# [Text block]
****

Databricks Community

ashish51 · ‎05-31-2026

Hey everyone!
For the DAIS 2026 Community Virtual Challenge, I built a LEGO Value Engine using Databricks Free Edition.
This is a passion project that combined my interests of both LEGOs and Data Engineering.
When a new LEGO set releases, it can be hard to determine if the set is actually worth buying.
Some sets cost hundreds of dollars and are heavily marketed, while others receive much less attention. As a collector, it can be difficult to tell whether you're paying for genuine value or simply paying for branding and popularity.
I wanted to use data to answer that question.

The Problem
When people evaluate LEGO sets, they usually look at one factor at a time:

Price
Piece Count
Average Rating
Number of Ratings given

The challenge is that none of these metrics tell the full story on their own.
A set might have a great rating but be extremely expensive. Another might have thousands of pieces but poor reviews. I wanted a way to evaluate all of these factors together and identify which sets provide the most value for the money.

The Solution

I created an end-to-end analytics pipeline using the Medallion Architecture.

Bronze Layer: Stores the raw LEGO catalog dataset exactly as received and store it as a Delta table.
Silver Layer: Cleans the data and calculates three custom scoring metrics using Spark SQL:
- Smart Value Index: (Piece Count * Average Rating) / Price. This is the primary metric, estimating exactly how much value a customer receives per dollar spent.
- Collector Potential Score: (Average Rating * Number of Reviews) / Price. This highlights sets with community consensus, rather than just a few high ratings.
- Price Efficiency: (Piece Count / Price). Amount of LEGO pieces per dollar.
Gold Layer: Generates business insights, including:
- Theme rankings based on value (Star Wars, Marvel, DC, etc.)
- The top 10 most undervalued sets
- Sets valued over $200 that justify their price

Databricks Features Used

This project uses the following:

Medallion Architecture
Delta Time Travel
Databricks Dashboards
PySpark Machine Learning
Databricks Genie AI

Delta Time Travel
Because LEGO prices change frequently due to reasons like promotions and holiday sales, I used Delta Time Travel. By querying historical versions of the Delta tables, a user can compare previous and current prices to observe exactly how a price change impacts a set's value score over time.

****

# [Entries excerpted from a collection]
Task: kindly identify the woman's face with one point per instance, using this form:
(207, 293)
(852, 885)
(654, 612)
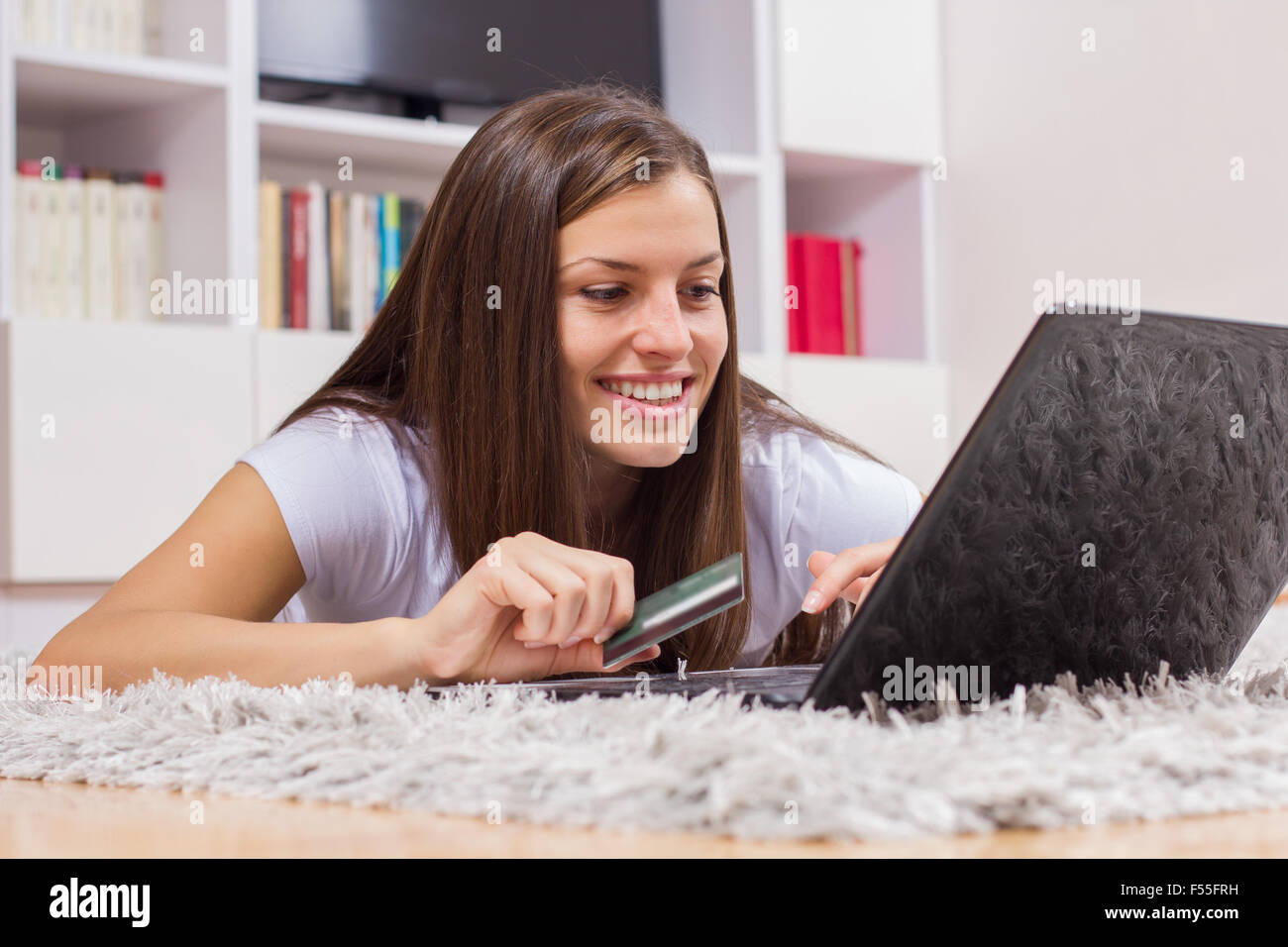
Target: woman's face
(642, 330)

****

# [Exercise]
Continue the forum post about the LEGO Value Engine, starting after its last sentence. The entries are separate material with no connection to the forum post.

# [Output of the exercise]
Machine Learning
To add another layer of analysis, I used PySpark to build a KMeans clustering model. Instead of relying on manual categories, the unsupervised model automatically grouped the catalog based on price, ratings, piece count, and overall value. The math identified four distinct market segments: Premium Collectors, High Value Sets, Casual Buyers, and Budget-Friendly Sets.

Dashboards & Genie AI
To make the results easy to view, I built a visual Dashboard. It allows users to explore which themes provide the most value, analyze the relationship between price and ratings, and view the machine learning segments across the catalog.

Finally, I connected the Gold tables to Genie AI. This allows users to ask for recommendations. A user can simply type, "Show me the top 5 undervalued sets under $100," and interact with the data to immediately receive set recommendations.

Why It Matters
While this project focuses on LEGO sets, the idea applies to many industries. Consumers and businesses frequently need to determine which products deliver the best value, which are overpriced, and how inventory naturally groups into different market segments.

This project demonstrates how Databricks can take raw data and transform it into actionable insights using data engineering, machine learning, and AI.

Thanks for reading, and I’d love to hear any feedback on what I can add or improve!

ashish51 · ‎06-04-2026

GitHub Repository: Lego Value Engine

Architecture Diagram (better quality version can be found here)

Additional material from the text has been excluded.